- _PROBLEMS_:
- a) According to the essay on labels, in what field and from which university did the writer's mother earn her postgraduate degree?
- b) Quote the essay on labels word for word, everything from "And there is" down to "fine before that.".
- c) Does each statement agree with the essay on labels? Answer yes or no for each and quote the words that decide it. (i) The writer's mother never tasted an egg in her life. (ii) The mother drove to the big mandi for oranges every day. (iii) The Khadi Village shops sold hand pounded rice.

___ SOURCE

One of the unfortunate side effects of being part of a Digital World, is that there is a need to label everything. You might question this, saying one always used adjectives to qualify and describe stuff.
And there is a difference. The domain of the adjectives is more personal, local, subjective, and open to random useful change. Like milk, that boils, sometimes splits, curdles, aggregates, even gets hung up , and becomes paneer without making a song and a dance about it.
Labels is something more global. Someone decides what can be called cheese, and you comply, varieties/definitions/parameters et al, without worrying whether you really need it. At some point you start believing in labels. And forget that things were just fine before that.
Like with the label SAHM. Otherwise read as Stay-At-Home Mom.
In a boring digital world, this means someone who alternates between cooking, cleaning, child-managing, official picker-up of stuff around the house, catering to whims and fancies, visitors, advising relatives, and then stresses out at the lack of intellectual pursuits and what is called "me time" . (All these things are again labels, that mean something specific. Intellectual pursuits defined by your professional training, and "me time" could be anything from stationery cycling , reading, writing, gym , singing, socializing, et al)
In my time, my mother was what you would call a SAHM. Thankfully she couldn't be bothered by nomenclatures. She was a post grad from Columbia University (1948) in Food, Nutrition and Child Development, and was in her element as a SAHM, despite assorted obstacles in her path by those , who had very narrow views about things.
She learned to drive a car, so as to be useful when my father was posted away from home in his transferable job. At a time when bread was becoming ultra fashionable at breakfast time, (with people mindlessly devouring it slathered with butter and sugar), her kids had fresh moong dal khichdi, sometimes bhakri, with poha papad and ghee along with a small glass of fresh orange juice, for which she would drive once a week to the big mandi to source her juice walla oranges, to the great delight of the vendors. As someone who never tasted an egg in her life, she ensured that her kids had occasional omelettes with loads of dhaniya etc, and a lot of her effort was directed towards sourcing hand pounded rice, so necessary in our B-12 deprived vegetarian diets. I remember the Khadi Village shops would sell this rice, and after they stopped, she had a threshing "hole" installed in our garage, and two old people would periodically come and do the slow manual dehusking of paddy she sourced and purchased from admiring farmers on the outskirts of the city..

______
___ EXTRACTED DATA

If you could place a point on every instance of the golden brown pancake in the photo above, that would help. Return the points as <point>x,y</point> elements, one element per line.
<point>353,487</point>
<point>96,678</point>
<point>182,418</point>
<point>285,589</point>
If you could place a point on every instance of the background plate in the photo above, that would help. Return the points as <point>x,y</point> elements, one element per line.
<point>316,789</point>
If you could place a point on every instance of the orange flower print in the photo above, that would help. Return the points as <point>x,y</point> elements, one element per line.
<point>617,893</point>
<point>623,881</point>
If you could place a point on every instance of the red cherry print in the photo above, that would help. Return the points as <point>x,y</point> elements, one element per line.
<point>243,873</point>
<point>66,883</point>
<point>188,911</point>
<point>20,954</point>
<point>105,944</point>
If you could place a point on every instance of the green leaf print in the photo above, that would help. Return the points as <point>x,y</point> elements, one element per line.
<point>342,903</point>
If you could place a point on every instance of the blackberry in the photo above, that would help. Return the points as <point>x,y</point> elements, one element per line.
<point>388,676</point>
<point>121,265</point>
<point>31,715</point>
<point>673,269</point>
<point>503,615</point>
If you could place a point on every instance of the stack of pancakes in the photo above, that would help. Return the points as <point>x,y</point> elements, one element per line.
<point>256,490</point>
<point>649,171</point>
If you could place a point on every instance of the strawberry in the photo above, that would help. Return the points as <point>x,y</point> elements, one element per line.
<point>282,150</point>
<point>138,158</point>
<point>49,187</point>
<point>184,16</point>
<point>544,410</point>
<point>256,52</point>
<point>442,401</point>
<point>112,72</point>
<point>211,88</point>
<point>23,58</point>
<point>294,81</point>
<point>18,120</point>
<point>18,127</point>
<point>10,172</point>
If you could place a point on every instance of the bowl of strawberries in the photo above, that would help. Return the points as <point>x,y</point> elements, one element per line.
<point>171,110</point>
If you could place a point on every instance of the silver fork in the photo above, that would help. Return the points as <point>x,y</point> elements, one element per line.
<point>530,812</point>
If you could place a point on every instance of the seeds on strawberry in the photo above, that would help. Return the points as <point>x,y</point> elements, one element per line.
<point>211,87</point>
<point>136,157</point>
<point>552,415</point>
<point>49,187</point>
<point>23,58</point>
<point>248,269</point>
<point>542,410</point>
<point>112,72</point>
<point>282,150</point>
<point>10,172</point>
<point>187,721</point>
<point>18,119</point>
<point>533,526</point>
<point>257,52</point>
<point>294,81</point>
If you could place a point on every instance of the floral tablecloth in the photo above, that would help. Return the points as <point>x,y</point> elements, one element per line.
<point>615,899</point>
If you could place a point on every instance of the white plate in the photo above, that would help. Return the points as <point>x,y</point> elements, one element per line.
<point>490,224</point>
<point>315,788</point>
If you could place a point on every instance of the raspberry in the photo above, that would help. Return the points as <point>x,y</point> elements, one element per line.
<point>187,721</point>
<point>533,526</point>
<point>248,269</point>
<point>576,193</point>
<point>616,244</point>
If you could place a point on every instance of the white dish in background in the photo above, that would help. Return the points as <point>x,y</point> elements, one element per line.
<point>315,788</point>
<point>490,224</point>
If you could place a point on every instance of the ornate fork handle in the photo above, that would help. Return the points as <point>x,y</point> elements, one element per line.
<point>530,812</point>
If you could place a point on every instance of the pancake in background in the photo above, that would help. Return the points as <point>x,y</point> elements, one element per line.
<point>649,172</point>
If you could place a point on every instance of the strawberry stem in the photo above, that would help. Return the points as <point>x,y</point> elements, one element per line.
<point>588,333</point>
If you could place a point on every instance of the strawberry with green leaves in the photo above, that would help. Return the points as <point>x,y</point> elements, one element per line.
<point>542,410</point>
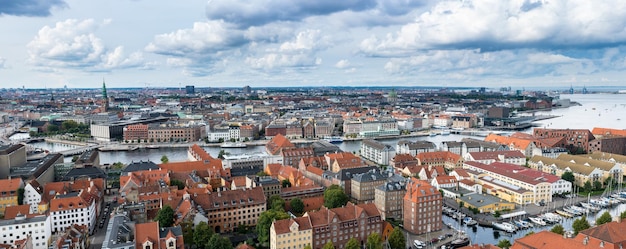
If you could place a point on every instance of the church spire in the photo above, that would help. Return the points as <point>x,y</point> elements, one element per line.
<point>105,98</point>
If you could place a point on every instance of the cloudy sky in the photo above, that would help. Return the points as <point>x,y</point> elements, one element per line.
<point>158,43</point>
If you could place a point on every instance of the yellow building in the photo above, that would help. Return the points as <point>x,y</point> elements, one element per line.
<point>485,203</point>
<point>9,192</point>
<point>291,233</point>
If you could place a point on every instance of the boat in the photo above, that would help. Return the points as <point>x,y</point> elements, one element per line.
<point>334,140</point>
<point>537,220</point>
<point>470,222</point>
<point>509,228</point>
<point>461,241</point>
<point>233,145</point>
<point>589,207</point>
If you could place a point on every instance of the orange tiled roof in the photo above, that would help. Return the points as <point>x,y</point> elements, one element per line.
<point>608,131</point>
<point>11,185</point>
<point>147,232</point>
<point>12,211</point>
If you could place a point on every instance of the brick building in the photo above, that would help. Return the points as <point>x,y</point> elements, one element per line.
<point>422,207</point>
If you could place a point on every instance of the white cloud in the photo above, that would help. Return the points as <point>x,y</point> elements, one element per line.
<point>497,24</point>
<point>73,44</point>
<point>342,64</point>
<point>301,52</point>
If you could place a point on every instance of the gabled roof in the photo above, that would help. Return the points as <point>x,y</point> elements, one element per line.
<point>147,232</point>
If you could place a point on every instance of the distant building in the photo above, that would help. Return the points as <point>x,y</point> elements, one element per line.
<point>422,207</point>
<point>389,199</point>
<point>190,89</point>
<point>11,156</point>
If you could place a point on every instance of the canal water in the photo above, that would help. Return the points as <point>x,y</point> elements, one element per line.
<point>487,235</point>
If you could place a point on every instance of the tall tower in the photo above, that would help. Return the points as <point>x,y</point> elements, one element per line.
<point>105,98</point>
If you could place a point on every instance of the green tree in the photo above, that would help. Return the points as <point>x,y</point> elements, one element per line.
<point>201,234</point>
<point>20,196</point>
<point>568,176</point>
<point>218,242</point>
<point>177,183</point>
<point>276,203</point>
<point>396,239</point>
<point>53,128</point>
<point>329,245</point>
<point>580,224</point>
<point>165,216</point>
<point>505,243</point>
<point>297,206</point>
<point>352,244</point>
<point>265,222</point>
<point>374,241</point>
<point>187,227</point>
<point>68,125</point>
<point>558,229</point>
<point>334,196</point>
<point>604,218</point>
<point>286,183</point>
<point>587,186</point>
<point>597,185</point>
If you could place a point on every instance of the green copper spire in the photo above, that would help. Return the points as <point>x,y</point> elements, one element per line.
<point>104,90</point>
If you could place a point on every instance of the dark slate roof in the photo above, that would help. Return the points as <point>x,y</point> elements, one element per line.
<point>139,166</point>
<point>91,172</point>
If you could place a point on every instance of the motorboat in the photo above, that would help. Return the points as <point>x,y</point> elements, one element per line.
<point>461,241</point>
<point>509,228</point>
<point>470,222</point>
<point>537,220</point>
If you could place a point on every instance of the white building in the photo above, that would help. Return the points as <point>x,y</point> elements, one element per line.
<point>72,208</point>
<point>377,152</point>
<point>37,227</point>
<point>32,195</point>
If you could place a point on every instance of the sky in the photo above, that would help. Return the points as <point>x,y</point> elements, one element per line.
<point>272,43</point>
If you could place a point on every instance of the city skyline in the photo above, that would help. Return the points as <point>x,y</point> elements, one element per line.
<point>220,43</point>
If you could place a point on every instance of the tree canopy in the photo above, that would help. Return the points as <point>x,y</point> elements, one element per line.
<point>334,196</point>
<point>265,222</point>
<point>604,218</point>
<point>580,224</point>
<point>558,229</point>
<point>352,244</point>
<point>165,216</point>
<point>396,239</point>
<point>218,242</point>
<point>374,241</point>
<point>297,206</point>
<point>505,243</point>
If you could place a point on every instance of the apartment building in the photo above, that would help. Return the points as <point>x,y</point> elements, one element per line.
<point>422,205</point>
<point>577,140</point>
<point>487,157</point>
<point>364,185</point>
<point>293,233</point>
<point>520,184</point>
<point>228,209</point>
<point>389,199</point>
<point>9,192</point>
<point>557,167</point>
<point>377,152</point>
<point>338,225</point>
<point>22,226</point>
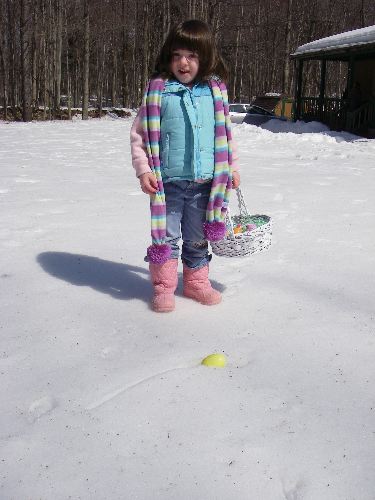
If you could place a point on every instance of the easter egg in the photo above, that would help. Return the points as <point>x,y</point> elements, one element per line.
<point>215,360</point>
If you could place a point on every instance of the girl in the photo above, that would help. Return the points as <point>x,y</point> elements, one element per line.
<point>182,152</point>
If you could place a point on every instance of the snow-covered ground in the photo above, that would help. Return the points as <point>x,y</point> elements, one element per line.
<point>103,399</point>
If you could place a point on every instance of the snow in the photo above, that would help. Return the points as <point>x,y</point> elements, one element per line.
<point>104,399</point>
<point>352,38</point>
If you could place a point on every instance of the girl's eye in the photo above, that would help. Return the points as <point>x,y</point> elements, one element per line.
<point>190,57</point>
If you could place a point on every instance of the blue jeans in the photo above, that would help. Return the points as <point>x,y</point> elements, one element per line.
<point>186,212</point>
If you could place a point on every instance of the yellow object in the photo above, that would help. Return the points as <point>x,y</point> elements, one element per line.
<point>215,360</point>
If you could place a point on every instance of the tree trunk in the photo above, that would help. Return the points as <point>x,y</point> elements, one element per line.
<point>25,37</point>
<point>59,25</point>
<point>285,87</point>
<point>86,61</point>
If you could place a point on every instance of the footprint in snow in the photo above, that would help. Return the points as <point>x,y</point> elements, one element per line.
<point>294,492</point>
<point>41,407</point>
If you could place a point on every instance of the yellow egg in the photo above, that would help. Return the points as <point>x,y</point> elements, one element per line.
<point>215,360</point>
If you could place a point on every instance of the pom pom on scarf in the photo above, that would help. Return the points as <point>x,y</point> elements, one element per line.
<point>214,231</point>
<point>159,254</point>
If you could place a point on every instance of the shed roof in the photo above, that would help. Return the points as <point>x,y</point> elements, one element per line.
<point>339,46</point>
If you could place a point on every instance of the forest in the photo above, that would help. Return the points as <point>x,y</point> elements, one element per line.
<point>59,55</point>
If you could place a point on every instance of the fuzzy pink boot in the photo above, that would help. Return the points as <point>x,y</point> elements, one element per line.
<point>164,280</point>
<point>198,287</point>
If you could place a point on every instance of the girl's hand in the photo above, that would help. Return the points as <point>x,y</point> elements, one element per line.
<point>236,179</point>
<point>149,184</point>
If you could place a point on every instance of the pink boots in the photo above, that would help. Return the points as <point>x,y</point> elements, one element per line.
<point>164,280</point>
<point>198,287</point>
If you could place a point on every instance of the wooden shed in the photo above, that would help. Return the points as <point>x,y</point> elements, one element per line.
<point>354,110</point>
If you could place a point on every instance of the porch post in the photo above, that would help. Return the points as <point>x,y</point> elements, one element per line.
<point>323,67</point>
<point>298,89</point>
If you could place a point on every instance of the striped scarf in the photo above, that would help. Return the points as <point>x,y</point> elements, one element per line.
<point>214,227</point>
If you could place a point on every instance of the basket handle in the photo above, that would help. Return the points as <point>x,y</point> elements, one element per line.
<point>242,207</point>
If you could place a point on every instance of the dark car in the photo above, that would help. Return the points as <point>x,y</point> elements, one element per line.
<point>257,115</point>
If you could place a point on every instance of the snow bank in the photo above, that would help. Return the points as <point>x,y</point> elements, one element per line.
<point>104,399</point>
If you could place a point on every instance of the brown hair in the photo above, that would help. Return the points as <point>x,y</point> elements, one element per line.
<point>196,36</point>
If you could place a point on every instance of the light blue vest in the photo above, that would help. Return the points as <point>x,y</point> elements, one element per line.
<point>187,132</point>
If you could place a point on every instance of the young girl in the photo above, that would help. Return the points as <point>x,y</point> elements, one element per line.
<point>182,152</point>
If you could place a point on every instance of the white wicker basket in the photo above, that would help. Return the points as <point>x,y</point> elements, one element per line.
<point>248,242</point>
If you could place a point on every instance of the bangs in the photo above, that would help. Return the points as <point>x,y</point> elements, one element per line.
<point>188,42</point>
<point>195,36</point>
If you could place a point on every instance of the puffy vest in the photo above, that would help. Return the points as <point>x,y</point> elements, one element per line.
<point>187,132</point>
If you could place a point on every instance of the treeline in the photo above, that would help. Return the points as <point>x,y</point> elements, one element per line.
<point>81,53</point>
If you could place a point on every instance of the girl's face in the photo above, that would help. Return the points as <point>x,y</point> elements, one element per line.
<point>184,65</point>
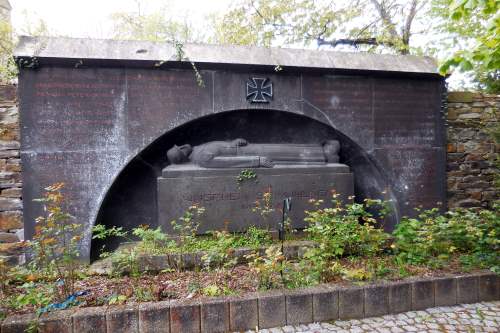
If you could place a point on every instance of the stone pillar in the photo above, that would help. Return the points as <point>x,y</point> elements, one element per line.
<point>472,151</point>
<point>11,225</point>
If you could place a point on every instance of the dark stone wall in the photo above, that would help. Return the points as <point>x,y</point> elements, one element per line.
<point>104,132</point>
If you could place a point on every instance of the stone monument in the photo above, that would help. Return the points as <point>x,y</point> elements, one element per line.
<point>207,175</point>
<point>99,115</point>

______

- _ANSWER LIST_:
- a) Food, Nutrition and Child Development, from Columbia University (1948).

- b)
And there is a difference. The domain of the adjectives is more personal, local, subjective, and open to random useful change. Like milk, that boils, sometimes splits, curdles, aggregates, even gets hung up , and becomes paneer without making a song and a dance about it.
Labels is something more global. Someone decides what can be called cheese, and you comply, varieties/definitions/parameters et al, without worrying whether you really need it. At some point you start believing in labels. And forget that things were just fine before that.

- c)
(i) Yes: "As someone who never tasted an egg in her life"
(ii) No: "she would drive once a week to the big mandi"
(iii) Yes: "I remember the Khadi Village shops would sell this rice"